→ Text passage
===

United States District Court, E.D. Wisconsin

May 2, 2018

HOWARD E. LEVENTHAL, Plaintiff,
v.
BARRY BOLINE, MARY LOU MUELLER, PAUL MALLOY, OZAUKEE COUNTY CHIEF EXECUTIVE, OZAUKEE COUNTY BOARD MEMBERS, OZAUKEE CORPORATION COUNSEL, MARY HANDELAND, CHRISTINE KLOTZ, LORRAINE MARX, JANE PROBST, KRISTINA EBBOTT, and ELIZABETH GROESCHEL, Defendants.

          DECISION AND ORDER

          LYNN ADELMAN UNITED STATES DISTRICT JUDGE.

         Plaintiff Howard E. Leventhal, a federal prisoner who is representing himself, filed a complaint alleging claims against his ex-wife and a judge of the Ozaukee County, Wisconsin, Circuit Court (among other defendants). This order resolves Leventhal's motion to proceed without prepayment of the filing fee and screens his complaint.

         Plaintiff's Motion to Proceed without Prepayment of the Filing Fee

         The Prison Litigation Reform Act (“PLRA”) applies to this case because Leventhal was incarcerated at the time he filed his complaint. The PLRA gives courts discretion to allow plaintiffs to proceed with their lawsuits without prepaying the $350 filing fee, as long as they comply with certain requirements. 28 U.S.C. § 1915. One of those requirements is that the plaintiff pay an initial partial filing fee. On March 6, 2018, Magistrate Judge David E. Jones ordered Leventhal to pay an initial partial filing fee of $19.18. Leventhal paid this amount, and therefore I will grant his motion to proceed without prepayment of the full filing fee. He must pay the remainder of the filing fee over time in the manner I explain at the end of this order.

===

→ Information shown
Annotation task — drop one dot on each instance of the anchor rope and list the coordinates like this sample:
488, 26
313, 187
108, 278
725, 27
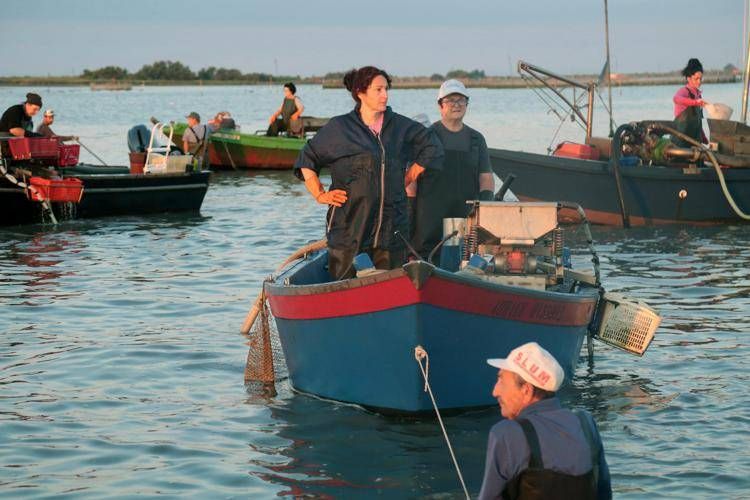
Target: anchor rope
419, 355
717, 168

===

→ Request 1
Answer these questions using the decision and order:
(a) On what date was the decision and order issued?
(b) In which Wisconsin county does the judge named as a defendant sit on the circuit court?
(c) What initial partial filing fee was Leventhal ordered to pay?
→ Request 2
Retype the passage of the decision and order that starts at the words "May 2, 2018" and ends after the words "screens his complaint.".

→ Solution 1
(a) May 2, 2018
(b) Ozaukee County
(c) $19.18

→ Solution 2
May 2, 2018

HOWARD E. LEVENTHAL, Plaintiff,
v.
BARRY BOLINE, MARY LOU MUELLER, PAUL MALLOY, OZAUKEE COUNTY CHIEF EXECUTIVE, OZAUKEE COUNTY BOARD MEMBERS, OZAUKEE CORPORATION COUNSEL, MARY HANDELAND, CHRISTINE KLOTZ, LORRAINE MARX, JANE PROBST, KRISTINA EBBOTT, and ELIZABETH GROESCHEL, Defendants.

          DECISION AND ORDER

          LYNN ADELMAN UNITED STATES DISTRICT JUDGE.

         Plaintiff Howard E. Leventhal, a federal prisoner who is representing himself, filed a complaint alleging claims against his ex-wife and a judge of the Ozaukee County, Wisconsin, Circuit Court (among other defendants). This order resolves Leventhal's motion to proceed without prepayment of the filing fee and screens his complaint.